TEXTE PRÉSENTÉ:
------------------------------

• Le droit d'aimer

    Il y a quelques jours, j’ai accompagné un ami dans un camp de réfugiés au nord du Liban. Il y connaissait un volontaire étranger qui vit là-bas sous une tente et qui partage entièrement les conditions de vie extrêmement précaires de ces personnes démunies.

    Jamais je ne me serais attendu à un tel accueil. Les deux familles que nous avons visitées avec ce volontaire nous ont reçus comme si nous étions leurs plus proches parents. Nous avons passé avec eux quelques heures inoubliables. Je ne sais d’ailleurs pas comment, dans la pauvreté qui est la leur, ils ont réussi à nous préparer un repas somptueux où rien ne manquait. Mais ce qui était le plus touchant, à faire venir les larmes aux yeux, c’était la qualité profonde de notre partage. Des gens qui avaient presque tout perdu, même des êtres chers, et qui nous parlaient pourtant avec une grande dignité, sans presque se plaindre, sans même montrer de haine pour ceux qui avaient été la cause de tous leurs malheurs. Des gens qui, malgré tout, conservaient encore de l’espoir dans le cœur, et qui, au moins entre eux, avaient une relation merveilleuse, pleine d’attentions délicates : peut-être au fond le seul trésor qui leur restait.

------------------------------

DONNÉES FOURNIES:

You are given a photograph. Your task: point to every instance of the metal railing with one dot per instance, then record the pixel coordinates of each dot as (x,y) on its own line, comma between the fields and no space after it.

------------------------------

ÉNONCÉ 1:
Pour chacune des affirmations suivantes, indiquez si elle concorde avec le récit de la visite au camp de réfugiés, en répondant par oui ou par non et en citant les mots décisifs du récit. (a) Le volontaire étranger vit sous une tente. (b) Les visiteurs se sont rendus chez trois familles. (c) Les familles montraient de la haine envers ceux qui avaient causé leurs malheurs.
ÉNONCÉ 2:
Recopiez, s'il vous plaît, le passage du récit de la visite au camp de réfugiés qui commence par « Il y a quelques » et se poursuit jusqu'à « ces personnes démunies. ».

RÉPONSE 1:
(a) Oui : « qui vit là-bas sous une tente ».
(b) Non : « Les deux familles que nous avons visitées ».
(c) Non : « sans même montrer de haine pour ceux qui avaient été la cause de tous leurs malheurs ».

RÉPONSE 2:
Il y a quelques jours, j’ai accompagné un ami dans un camp de réfugiés au nord du Liban. Il y connaissait un volontaire étranger qui vit là-bas sous une tente et qui partage entièrement les conditions de vie extrêmement précaires de ces personnes démunies.